_DOCUMENT SECTION_
## begin

European Politics > The UK's new Home Secretary is Awesome

..

Whether she is allowed to accomplish what she is setting out to do is a good question. But she seems to be heading in the right direction on so many fronts. God bless her. The woke crowd is going to come after her like a plague of banshees.


I’ll take dramatic action to stop Channel migrant crisis after

30,000 boats reached UK this year, says Suella Braverman

Kate Ferguson, The Sun
20:00, 1 Oct 2022

NEW Home Secretary Suella Braverman last night admitted the Channel migrants crisis is “out of control”.

More than 30,000 have arrived in dinghies on our shores this year — ten times the total in 2018.


Home Secretary Suella Braverman has admitted the channel migrants crisis is 'out of control'



More than 30,000 migrants have arrived on our shores by dinghies this year - ten times the total in 2018


But Ms Braverman has vowed to “take dramatic action” and change controversial laws to stop illegal immigrants playing the system.

## end

_DATASET ENTRIES_
## begin

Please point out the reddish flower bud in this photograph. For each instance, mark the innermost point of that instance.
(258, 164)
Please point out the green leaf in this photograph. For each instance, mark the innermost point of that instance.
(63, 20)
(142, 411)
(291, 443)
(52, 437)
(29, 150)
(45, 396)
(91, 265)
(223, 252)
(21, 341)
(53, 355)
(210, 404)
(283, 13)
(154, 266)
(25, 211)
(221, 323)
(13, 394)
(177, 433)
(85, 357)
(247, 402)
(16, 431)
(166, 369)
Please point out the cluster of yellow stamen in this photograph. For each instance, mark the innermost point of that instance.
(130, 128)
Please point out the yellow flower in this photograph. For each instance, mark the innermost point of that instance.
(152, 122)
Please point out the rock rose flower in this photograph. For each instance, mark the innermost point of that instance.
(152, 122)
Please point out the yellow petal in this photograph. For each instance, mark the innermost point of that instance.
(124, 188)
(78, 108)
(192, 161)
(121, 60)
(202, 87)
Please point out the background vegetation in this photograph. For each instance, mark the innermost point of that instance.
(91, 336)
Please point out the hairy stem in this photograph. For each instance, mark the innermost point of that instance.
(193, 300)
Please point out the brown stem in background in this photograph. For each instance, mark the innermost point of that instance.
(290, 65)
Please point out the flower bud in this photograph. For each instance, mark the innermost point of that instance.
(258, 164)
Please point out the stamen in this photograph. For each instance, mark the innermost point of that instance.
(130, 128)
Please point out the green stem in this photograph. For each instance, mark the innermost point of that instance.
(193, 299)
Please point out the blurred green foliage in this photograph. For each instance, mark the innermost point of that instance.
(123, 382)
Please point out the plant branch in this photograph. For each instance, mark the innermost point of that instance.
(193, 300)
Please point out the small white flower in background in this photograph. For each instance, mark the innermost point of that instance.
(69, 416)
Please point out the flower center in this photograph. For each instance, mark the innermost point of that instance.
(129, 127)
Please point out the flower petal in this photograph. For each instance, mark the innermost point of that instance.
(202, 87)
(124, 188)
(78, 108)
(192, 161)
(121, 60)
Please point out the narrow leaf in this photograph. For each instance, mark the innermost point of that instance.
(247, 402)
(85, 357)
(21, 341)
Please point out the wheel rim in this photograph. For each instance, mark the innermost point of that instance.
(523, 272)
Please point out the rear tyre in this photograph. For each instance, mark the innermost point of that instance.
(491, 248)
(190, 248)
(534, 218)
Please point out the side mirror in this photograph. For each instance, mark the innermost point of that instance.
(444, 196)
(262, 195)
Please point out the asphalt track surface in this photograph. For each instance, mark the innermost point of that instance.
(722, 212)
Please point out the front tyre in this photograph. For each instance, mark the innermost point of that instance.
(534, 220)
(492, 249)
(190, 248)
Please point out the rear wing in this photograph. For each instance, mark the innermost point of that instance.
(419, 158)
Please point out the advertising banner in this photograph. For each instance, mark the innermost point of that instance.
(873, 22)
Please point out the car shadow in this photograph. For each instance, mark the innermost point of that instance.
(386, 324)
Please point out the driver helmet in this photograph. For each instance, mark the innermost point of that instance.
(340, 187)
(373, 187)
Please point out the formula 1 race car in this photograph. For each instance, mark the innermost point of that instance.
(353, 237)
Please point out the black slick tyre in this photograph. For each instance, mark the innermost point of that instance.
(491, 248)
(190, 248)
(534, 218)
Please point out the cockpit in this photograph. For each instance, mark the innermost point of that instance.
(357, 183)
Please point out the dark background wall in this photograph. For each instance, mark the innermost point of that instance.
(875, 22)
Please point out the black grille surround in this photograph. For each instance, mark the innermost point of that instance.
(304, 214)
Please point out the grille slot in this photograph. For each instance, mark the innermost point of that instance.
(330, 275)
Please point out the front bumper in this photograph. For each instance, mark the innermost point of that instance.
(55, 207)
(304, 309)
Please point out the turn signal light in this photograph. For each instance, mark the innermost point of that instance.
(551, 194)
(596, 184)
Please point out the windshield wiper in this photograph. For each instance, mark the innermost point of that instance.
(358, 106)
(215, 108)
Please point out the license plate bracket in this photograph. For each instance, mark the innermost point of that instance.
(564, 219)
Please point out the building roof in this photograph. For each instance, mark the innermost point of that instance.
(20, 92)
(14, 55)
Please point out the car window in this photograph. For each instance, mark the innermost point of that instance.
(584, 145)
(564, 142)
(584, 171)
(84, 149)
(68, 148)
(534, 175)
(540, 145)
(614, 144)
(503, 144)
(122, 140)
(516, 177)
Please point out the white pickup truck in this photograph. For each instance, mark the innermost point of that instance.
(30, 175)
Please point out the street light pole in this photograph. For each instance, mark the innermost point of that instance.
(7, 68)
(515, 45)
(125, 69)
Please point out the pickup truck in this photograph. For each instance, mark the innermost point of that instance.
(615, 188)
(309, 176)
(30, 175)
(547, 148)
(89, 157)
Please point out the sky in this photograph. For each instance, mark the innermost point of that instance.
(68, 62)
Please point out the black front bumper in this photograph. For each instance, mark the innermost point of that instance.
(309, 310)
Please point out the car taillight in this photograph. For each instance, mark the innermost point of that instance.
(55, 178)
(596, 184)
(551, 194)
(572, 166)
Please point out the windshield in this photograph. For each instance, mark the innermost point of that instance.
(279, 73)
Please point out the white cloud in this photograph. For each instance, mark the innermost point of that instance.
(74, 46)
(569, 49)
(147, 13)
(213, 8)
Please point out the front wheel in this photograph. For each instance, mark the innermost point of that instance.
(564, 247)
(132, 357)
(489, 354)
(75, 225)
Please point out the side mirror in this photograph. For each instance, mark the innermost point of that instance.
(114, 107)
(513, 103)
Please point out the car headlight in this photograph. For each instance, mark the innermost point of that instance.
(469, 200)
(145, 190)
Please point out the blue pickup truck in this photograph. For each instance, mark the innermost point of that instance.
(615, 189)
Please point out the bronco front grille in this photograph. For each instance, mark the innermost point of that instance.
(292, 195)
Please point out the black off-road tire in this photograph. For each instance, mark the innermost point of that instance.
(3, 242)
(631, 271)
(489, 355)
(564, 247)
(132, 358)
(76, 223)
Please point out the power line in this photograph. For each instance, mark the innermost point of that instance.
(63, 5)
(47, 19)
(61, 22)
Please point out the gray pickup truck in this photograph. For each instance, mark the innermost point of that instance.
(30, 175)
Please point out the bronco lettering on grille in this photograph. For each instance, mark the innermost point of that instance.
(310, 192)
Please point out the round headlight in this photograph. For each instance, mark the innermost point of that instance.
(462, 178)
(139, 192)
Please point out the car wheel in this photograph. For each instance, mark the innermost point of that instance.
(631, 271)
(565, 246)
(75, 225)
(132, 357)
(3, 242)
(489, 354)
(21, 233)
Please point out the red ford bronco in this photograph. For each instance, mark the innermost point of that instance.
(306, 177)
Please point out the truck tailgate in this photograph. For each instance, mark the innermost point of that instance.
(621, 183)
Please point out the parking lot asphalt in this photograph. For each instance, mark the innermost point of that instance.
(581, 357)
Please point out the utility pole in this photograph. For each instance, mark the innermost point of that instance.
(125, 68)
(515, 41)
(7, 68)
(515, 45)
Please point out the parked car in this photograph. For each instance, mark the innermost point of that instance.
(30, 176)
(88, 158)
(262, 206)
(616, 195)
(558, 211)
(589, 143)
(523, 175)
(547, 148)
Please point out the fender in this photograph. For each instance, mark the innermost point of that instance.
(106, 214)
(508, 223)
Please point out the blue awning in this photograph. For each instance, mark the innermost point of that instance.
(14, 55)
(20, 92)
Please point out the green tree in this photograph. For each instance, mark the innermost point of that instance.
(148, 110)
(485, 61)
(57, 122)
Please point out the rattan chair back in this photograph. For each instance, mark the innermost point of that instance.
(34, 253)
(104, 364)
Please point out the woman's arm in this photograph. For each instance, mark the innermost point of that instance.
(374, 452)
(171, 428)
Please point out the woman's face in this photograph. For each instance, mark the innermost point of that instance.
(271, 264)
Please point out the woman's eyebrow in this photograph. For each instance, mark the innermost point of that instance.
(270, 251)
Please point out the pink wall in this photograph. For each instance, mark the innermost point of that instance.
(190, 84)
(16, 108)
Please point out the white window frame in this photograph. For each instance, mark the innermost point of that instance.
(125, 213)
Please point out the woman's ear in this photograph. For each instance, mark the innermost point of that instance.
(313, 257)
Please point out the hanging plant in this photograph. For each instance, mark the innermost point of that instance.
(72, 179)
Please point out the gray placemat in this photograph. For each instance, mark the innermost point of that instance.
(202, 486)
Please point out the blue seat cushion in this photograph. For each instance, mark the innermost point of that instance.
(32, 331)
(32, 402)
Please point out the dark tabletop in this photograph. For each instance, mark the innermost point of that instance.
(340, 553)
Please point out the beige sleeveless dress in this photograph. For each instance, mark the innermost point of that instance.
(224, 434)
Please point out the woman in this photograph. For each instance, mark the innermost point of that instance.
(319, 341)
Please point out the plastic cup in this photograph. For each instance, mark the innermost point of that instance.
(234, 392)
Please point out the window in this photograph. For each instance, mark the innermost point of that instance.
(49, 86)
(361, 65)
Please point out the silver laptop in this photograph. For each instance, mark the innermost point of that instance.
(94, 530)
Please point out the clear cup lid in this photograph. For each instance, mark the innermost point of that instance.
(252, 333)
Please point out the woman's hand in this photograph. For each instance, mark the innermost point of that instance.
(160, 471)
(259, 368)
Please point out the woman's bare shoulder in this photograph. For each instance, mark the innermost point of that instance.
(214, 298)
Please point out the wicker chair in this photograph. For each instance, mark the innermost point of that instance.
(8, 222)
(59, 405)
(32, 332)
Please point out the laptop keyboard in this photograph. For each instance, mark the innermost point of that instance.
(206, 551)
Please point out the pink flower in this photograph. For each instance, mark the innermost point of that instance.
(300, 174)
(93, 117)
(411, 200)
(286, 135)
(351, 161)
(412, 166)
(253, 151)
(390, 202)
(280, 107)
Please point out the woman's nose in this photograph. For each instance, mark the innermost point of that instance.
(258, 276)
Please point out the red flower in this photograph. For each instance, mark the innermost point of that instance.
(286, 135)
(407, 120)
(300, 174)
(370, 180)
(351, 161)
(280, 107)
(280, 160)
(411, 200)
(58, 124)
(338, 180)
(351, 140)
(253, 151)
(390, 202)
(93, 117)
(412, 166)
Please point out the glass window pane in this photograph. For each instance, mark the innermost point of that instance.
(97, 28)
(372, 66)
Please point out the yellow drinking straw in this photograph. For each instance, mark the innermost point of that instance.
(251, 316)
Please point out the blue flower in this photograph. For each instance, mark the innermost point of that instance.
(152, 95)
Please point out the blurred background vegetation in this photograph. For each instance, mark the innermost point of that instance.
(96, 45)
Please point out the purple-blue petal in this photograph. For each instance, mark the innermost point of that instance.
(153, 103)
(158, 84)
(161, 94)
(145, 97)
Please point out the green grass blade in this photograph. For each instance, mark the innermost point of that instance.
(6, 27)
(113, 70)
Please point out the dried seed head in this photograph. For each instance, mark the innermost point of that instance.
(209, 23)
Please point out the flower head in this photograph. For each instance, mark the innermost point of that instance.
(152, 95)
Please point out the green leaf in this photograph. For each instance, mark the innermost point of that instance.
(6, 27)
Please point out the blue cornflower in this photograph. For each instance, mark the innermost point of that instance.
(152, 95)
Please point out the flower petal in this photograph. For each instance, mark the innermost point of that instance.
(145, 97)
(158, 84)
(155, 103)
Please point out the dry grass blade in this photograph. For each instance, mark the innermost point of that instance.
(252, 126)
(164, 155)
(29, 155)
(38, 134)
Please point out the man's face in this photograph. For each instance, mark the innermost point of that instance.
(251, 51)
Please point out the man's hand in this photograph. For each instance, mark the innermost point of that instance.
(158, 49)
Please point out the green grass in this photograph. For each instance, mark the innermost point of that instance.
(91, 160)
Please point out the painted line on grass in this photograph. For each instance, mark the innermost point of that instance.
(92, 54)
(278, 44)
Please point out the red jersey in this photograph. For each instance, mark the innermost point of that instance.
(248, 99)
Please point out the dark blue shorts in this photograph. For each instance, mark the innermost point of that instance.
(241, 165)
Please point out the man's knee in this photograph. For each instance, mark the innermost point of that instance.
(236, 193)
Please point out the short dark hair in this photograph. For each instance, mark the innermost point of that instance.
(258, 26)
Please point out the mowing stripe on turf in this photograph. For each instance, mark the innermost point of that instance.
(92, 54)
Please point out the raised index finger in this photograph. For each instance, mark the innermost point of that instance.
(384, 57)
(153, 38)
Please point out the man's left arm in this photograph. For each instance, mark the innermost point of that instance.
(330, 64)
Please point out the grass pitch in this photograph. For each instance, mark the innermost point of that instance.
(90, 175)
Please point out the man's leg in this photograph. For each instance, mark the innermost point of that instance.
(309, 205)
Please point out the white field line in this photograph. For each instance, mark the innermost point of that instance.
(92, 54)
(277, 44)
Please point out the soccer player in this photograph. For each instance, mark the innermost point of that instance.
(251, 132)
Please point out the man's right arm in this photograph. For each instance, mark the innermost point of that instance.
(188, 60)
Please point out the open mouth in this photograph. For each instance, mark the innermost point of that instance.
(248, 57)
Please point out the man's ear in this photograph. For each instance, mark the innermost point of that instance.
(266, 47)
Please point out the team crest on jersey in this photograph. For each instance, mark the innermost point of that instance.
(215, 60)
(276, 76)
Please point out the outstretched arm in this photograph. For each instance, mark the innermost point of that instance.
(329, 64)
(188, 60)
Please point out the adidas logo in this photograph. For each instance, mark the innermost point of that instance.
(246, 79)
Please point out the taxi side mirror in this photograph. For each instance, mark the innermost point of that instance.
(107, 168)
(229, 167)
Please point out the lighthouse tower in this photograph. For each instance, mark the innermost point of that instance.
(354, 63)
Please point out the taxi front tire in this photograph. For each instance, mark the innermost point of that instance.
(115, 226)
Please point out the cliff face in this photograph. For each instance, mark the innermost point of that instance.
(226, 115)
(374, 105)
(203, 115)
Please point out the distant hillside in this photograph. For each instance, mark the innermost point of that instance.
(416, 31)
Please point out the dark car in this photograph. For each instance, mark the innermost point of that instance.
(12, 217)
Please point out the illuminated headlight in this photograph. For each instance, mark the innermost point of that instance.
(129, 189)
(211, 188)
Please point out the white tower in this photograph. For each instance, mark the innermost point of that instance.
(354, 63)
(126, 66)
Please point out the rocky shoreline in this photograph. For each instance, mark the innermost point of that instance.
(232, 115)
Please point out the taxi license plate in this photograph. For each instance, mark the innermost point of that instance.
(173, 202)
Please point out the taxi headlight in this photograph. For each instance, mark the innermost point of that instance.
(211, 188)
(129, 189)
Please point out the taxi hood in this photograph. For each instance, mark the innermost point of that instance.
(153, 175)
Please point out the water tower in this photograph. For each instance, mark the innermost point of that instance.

## end

_WHAT TO WORK ON_
Reproduce word for word the passage of the post about the UK Home Secretary above, between "NEW Home Secretary Suella" and "playing the system.", inclusive.

_RESULT OF THIS TASK_
NEW Home Secretary Suella Braverman last night admitted the Channel migrants crisis is “out of control”.

More than 30,000 have arrived in dinghies on our shores this year — ten times the total in 2018.


Home Secretary Suella Braverman has admitted the channel migrants crisis is 'out of control'



More than 30,000 migrants have arrived on our shores by dinghies this year - ten times the total in 2018


But Ms Braverman has vowed to “take dramatic action” and change controversial laws to stop illegal immigrants playing the system.